## Begin

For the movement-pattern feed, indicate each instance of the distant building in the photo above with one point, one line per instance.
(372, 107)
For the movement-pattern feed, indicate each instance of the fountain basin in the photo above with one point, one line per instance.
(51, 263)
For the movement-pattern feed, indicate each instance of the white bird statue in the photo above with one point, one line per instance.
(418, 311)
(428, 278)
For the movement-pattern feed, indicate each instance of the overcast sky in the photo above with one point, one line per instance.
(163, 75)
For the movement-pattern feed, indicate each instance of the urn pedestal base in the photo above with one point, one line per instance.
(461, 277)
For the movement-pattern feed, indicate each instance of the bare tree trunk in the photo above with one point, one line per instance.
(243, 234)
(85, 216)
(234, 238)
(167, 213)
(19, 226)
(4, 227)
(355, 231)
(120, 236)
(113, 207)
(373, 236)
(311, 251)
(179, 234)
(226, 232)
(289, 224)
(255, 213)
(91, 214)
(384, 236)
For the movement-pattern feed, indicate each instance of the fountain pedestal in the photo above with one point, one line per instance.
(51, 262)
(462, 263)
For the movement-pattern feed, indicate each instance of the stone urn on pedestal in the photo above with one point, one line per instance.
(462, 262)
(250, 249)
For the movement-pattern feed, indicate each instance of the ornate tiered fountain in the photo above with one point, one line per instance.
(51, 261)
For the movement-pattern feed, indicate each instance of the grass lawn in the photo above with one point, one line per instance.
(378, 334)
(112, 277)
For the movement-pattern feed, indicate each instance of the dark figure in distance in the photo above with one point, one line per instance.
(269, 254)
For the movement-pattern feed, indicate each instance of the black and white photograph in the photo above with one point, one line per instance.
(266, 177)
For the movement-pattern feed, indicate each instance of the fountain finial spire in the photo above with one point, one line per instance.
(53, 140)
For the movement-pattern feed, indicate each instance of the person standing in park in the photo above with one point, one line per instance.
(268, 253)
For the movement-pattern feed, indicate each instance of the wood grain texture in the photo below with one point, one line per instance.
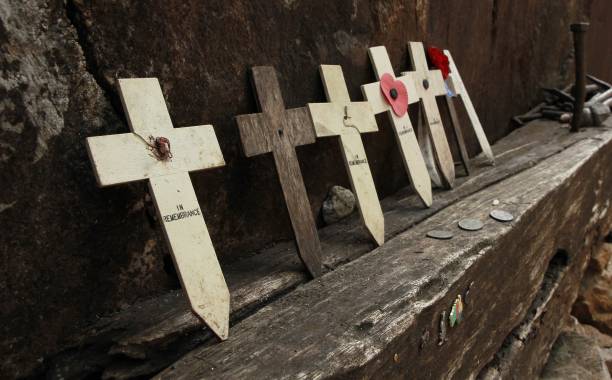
(127, 157)
(150, 335)
(278, 131)
(402, 127)
(458, 134)
(378, 316)
(429, 84)
(457, 87)
(346, 119)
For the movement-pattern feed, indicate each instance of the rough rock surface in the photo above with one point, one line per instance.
(70, 251)
(575, 356)
(594, 303)
(339, 204)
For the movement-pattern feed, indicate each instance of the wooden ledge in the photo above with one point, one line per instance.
(379, 316)
(149, 336)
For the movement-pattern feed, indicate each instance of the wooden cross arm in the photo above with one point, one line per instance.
(414, 79)
(372, 93)
(127, 157)
(298, 126)
(329, 118)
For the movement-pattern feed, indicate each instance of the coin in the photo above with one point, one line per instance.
(501, 216)
(470, 224)
(440, 234)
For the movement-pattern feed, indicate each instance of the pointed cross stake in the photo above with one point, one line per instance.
(130, 157)
(279, 131)
(347, 119)
(428, 85)
(458, 133)
(457, 88)
(404, 133)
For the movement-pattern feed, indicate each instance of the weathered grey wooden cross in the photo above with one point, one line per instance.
(429, 84)
(135, 156)
(347, 119)
(278, 131)
(404, 133)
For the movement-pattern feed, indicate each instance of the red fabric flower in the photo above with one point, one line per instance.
(395, 94)
(439, 60)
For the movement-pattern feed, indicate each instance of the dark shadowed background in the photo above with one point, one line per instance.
(70, 251)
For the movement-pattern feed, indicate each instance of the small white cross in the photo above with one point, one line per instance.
(404, 133)
(345, 119)
(136, 156)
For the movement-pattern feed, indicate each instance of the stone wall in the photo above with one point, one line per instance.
(70, 251)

## End

- **WORK TO COMPLETE**: Rewrite the items from the line containing "the stone wall" through the last item as a two-column CSV with the headers item and answer. Give one row per item, put each field in quotation marks, and replace any line breaks with spaces.

- **COMPLETED EXERCISE**:
item,answer
"For the movement-pattern feed, indicate each instance of the stone wall in the photo above with one point, one line per instance.","(70, 251)"